◆ **Source records**
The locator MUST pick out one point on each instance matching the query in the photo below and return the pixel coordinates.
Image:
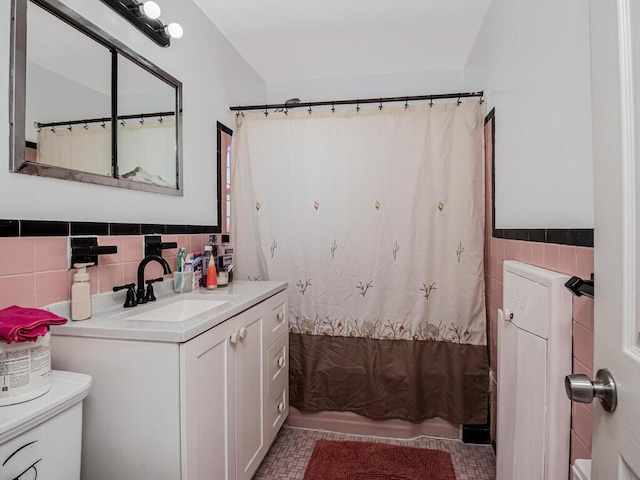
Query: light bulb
(174, 30)
(150, 9)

◆ **Exercise instructions**
Print the records again exactly, without the pictures.

◆ **Written answer**
The locator MUST pick out one point on each instance matching the query in the photo below and return the pixel coordinates.
Image:
Query: light bulb
(174, 30)
(150, 9)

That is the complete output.